◆ Aim
Lay out the lines below as a two-column CSV headed item and coordinates, with one row for each thing to be located: its full wording in one quoted field and all of its coordinate answers in the other, with line breaks turned into spaces. Leave the pictures out of your answer.

◆ Detection annotation records
((
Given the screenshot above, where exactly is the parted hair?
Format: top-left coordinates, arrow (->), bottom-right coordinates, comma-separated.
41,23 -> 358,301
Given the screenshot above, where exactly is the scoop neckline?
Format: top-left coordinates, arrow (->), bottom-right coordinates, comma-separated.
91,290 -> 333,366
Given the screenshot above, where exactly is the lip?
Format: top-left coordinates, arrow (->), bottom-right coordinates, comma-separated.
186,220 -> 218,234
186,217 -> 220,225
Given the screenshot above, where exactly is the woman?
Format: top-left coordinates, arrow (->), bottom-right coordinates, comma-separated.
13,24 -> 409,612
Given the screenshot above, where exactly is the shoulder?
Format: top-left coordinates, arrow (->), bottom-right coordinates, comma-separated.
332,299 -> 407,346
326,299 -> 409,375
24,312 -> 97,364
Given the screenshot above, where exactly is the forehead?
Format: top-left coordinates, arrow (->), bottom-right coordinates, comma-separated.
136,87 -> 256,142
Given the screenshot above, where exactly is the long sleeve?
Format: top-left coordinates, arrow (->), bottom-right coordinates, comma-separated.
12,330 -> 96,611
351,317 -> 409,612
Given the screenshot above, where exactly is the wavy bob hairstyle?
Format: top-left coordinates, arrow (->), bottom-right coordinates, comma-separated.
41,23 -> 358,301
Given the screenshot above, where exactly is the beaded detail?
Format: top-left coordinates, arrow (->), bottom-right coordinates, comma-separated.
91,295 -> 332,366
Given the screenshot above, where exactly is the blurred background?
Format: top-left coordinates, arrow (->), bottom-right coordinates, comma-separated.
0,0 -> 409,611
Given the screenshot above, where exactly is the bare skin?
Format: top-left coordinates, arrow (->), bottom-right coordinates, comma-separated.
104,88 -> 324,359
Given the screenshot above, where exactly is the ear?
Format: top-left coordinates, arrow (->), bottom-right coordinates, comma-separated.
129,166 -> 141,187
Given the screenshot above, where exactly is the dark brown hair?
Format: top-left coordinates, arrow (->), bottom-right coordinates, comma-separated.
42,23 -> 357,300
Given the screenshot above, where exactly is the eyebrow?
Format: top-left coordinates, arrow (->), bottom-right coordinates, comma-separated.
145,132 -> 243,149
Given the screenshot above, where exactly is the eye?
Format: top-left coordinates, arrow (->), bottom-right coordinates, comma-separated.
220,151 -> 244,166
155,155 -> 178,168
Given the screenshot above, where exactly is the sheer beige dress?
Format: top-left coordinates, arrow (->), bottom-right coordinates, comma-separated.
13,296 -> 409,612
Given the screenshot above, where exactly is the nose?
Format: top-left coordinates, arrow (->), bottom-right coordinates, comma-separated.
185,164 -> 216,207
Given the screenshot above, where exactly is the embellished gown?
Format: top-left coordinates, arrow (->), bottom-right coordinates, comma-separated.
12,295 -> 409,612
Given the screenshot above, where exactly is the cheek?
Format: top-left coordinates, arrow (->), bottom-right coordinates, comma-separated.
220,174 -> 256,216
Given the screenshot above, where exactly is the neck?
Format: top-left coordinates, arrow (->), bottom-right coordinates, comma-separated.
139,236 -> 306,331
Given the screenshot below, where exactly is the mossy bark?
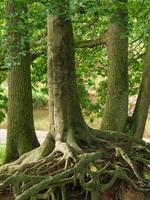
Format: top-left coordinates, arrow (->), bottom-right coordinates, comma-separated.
42,15 -> 85,153
101,0 -> 128,131
5,0 -> 39,162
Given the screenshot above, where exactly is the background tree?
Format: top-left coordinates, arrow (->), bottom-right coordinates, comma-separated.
101,0 -> 128,131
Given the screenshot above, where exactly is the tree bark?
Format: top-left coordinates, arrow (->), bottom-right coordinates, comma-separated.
101,0 -> 128,131
130,36 -> 150,139
42,15 -> 88,153
5,0 -> 39,162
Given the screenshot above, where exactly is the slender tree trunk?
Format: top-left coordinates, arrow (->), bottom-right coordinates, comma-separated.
5,0 -> 39,162
101,0 -> 128,131
41,15 -> 88,153
130,37 -> 150,139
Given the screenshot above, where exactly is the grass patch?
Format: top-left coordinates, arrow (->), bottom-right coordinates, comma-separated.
0,109 -> 150,138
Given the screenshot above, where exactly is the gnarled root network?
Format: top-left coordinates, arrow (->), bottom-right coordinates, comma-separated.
0,133 -> 150,200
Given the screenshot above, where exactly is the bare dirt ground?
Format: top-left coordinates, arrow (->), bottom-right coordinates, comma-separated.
0,129 -> 150,144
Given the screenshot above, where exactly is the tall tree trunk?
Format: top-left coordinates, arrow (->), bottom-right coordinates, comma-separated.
5,0 -> 39,162
130,36 -> 150,139
101,0 -> 128,131
41,15 -> 89,153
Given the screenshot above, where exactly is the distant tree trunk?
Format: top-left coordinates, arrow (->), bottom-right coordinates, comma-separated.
5,0 -> 39,162
41,15 -> 89,154
101,0 -> 128,131
130,37 -> 150,139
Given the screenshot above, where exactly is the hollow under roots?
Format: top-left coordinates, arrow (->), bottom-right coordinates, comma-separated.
0,132 -> 150,200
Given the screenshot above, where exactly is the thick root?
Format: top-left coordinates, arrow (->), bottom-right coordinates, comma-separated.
0,130 -> 150,200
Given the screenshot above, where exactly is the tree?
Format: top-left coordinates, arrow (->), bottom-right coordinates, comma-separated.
5,0 -> 39,162
130,36 -> 150,139
0,1 -> 150,200
101,0 -> 128,131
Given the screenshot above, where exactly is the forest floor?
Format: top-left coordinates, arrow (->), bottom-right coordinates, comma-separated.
0,129 -> 150,144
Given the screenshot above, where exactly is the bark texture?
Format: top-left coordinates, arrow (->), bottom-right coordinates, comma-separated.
5,0 -> 39,162
101,0 -> 128,131
130,37 -> 150,139
43,15 -> 84,149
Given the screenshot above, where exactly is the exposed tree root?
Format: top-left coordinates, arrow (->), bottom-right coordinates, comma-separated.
0,130 -> 150,200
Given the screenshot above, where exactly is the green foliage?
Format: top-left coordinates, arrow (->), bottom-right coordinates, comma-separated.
33,91 -> 48,108
0,144 -> 5,165
0,0 -> 150,122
))
◆ Result of the exercise
item,coordinates
"Given the screenshot above, where exactly is the parted hair? Format: top-left coordinates, arrow (->), bottom-right coordinates, comma-separated.","41,23 -> 358,301"
"Given the screenshot above, where exactly is the scoop neckline? Format: top-left coordinates, arrow (->), bottom-right coordinates, comma-separated.","91,290 -> 333,366"
"Given the screenshot above, where exactly is the lip? Format: top-left coordinates, arrow (->), bottom-right coordinates, comma-separated.","186,220 -> 218,234 186,217 -> 220,225"
"Given the screenshot above, where exactly is the woman? Format: top-left coordinates, arrow (->), bottom-right coordinates, comma-separated.","13,24 -> 409,612"
"Given the screenshot above, where exactly is the shoulder? Format: top-left coordinates, arrow (->), bottom-right coordinates, comma-separated.","332,299 -> 407,346 326,299 -> 409,375 24,312 -> 97,364"
"Given the screenshot above, where exactly is the forehead? Format: top-left coordinates, arrow (->), bottom-right coordinates, comma-separated.","136,87 -> 256,142"
"Given the screenshot above, where exactly is the long sleeve? Format: top-left coordinates, arrow (->), bottom-right coordinates, comma-separated.","12,330 -> 96,611 351,317 -> 409,612"
"Given the screenshot above, where exactly is the wavy bob hairstyle? Format: top-left coordinates, arrow (->), bottom-right coordinates, comma-separated.","41,23 -> 358,301"
"Given the screenshot above, where exactly is the beaded detail? Format: top-left coordinates, arrow (->), bottom-right coordinates, comma-separated.","91,295 -> 332,366"
"Given the screenshot above, where exactly is the blurred background? Format: top-left coordinates, arrow (->), bottom-right coordinates, comma-separated.","0,0 -> 409,611"
"Given the screenshot above, where exactly is the bare skin? Format: top-left coordinates, arrow (->), bottom-right coordinates, comma-separated.","104,88 -> 324,359"
"Given the screenshot above, where exactly is the ear? Format: top-left coordinates, arrow (->), bottom-right coordinates, comma-separated.","129,166 -> 141,187"
"Given the screenshot above, where exactly is the dark brown hair? Format: top-left coordinates, arrow (->), bottom-right coordinates, comma-separated.","42,23 -> 357,300"
"Given the screenshot above, where exactly is the eyebrow? Format: top-left coordinates, arrow (->), bottom-right coordinates, comma-separated.","145,132 -> 243,149"
"Given the screenshot above, where exactly is the eye? Format: top-left coordinates, arrow (->), bottom-right coordinates, comma-separated.","220,151 -> 244,166 155,155 -> 178,168"
"Given the screenshot above, where exactly is the sheer beige dress? Format: top-left coordinates, arrow (->), bottom-right coordinates, comma-separated.","13,296 -> 409,612"
"Given the screenshot above, where exactly is the nose? Format: top-left coordinates, arrow (->), bottom-right coordinates, comma-separated.","185,164 -> 216,207"
"Given the screenshot above, where exactly is the embellished gown? Format: top-left coordinates, arrow (->), bottom-right coordinates, comma-separated.","12,295 -> 409,612"
"Given the screenshot above, where exactly is the cheek? Format: top-left coordinates, arrow (->), bottom-right coordinates, comma-separated.","220,174 -> 256,216"
"Given the screenshot above, where exactly is the neck? Format: top-left coordinates, arrow (->), bottom-right coordinates, comma-separated.","139,236 -> 306,331"
"Given the screenshot below, where exactly is the mossy bark? Format: top-left coordinates, arrow (->), bottom-right coordinates, comma-separated.","42,15 -> 85,153 101,0 -> 128,131 5,0 -> 39,162"
"Given the screenshot above, where exactly is the background tree? Format: top-left coordinates, arrow (->), bottom-right coordinates, comma-separated.","101,0 -> 128,131"
"Given the screenshot above, where exactly is the tree bark? Format: top-left coordinates, arrow (->), bottom-right coordinates, comma-separated.","101,0 -> 128,131 130,36 -> 150,139 42,15 -> 88,153 5,0 -> 39,162"
"Given the screenshot above, where exactly is the slender tree trunk? Format: top-left coordinates, arrow (->), bottom-right coordinates, comma-separated.","5,0 -> 39,162 101,0 -> 128,131 41,15 -> 88,153 130,37 -> 150,139"
"Given the screenshot above, where exactly is the grass patch? Format: top-left coordinates, arrow (->), bottom-right coordinates, comma-separated.","0,109 -> 150,138"
"Given the screenshot above, where exactly is the gnarled root network? Format: top-left coordinates, arrow (->), bottom-right coordinates, comma-separated.","0,133 -> 150,200"
"Given the screenshot above, where exactly is the bare dirt ground? Format: top-left coordinates, arrow (->), bottom-right coordinates, comma-separated.","0,129 -> 150,144"
"Given the screenshot above, where exactly is the tall tree trunk? Format: top-left coordinates, arrow (->), bottom-right coordinates, comma-separated.","5,0 -> 39,162 130,36 -> 150,139 101,0 -> 128,131 41,15 -> 89,153"
"Given the screenshot above, where exactly is the distant tree trunk? Format: top-left coordinates, arrow (->), bottom-right coordinates, comma-separated.","5,0 -> 39,162 41,15 -> 89,154 101,0 -> 128,131 130,37 -> 150,139"
"Given the screenshot above, where exactly is the hollow under roots? Format: top-left coordinates, arrow (->), bottom-right coordinates, comma-separated.","0,132 -> 150,200"
"Given the screenshot above, where exactly is the thick root? Format: top-left coordinates, arrow (->), bottom-right coordinates, comma-separated.","0,130 -> 150,200"
"Given the screenshot above, where exactly is the tree? Format: top-left coordinates, arrow (->), bottom-right coordinates, comma-separated.","5,0 -> 39,162 130,36 -> 150,139 0,1 -> 150,200 101,0 -> 128,131"
"Given the screenshot above, where exactly is the forest floor? Format: top-left coordinates, arrow (->), bottom-right coordinates, comma-separated.","0,129 -> 150,144"
"Given the screenshot above, where exactly is the bark texture? Format: top-left coordinates, arrow (->), bottom-right coordinates, comma-separated.","5,0 -> 39,162 101,0 -> 128,131 130,37 -> 150,139 43,15 -> 84,149"
"Given the screenshot above, where exactly is the exposed tree root? Format: top-left coordinates, arrow (->), bottom-right coordinates, comma-separated.","0,130 -> 150,200"
"Given the screenshot above, where exactly is the green foliage? Format: top-left coordinates, arrow (->), bottom-right coordinates, comma-separated.","33,91 -> 48,108 0,144 -> 5,165 0,0 -> 150,122"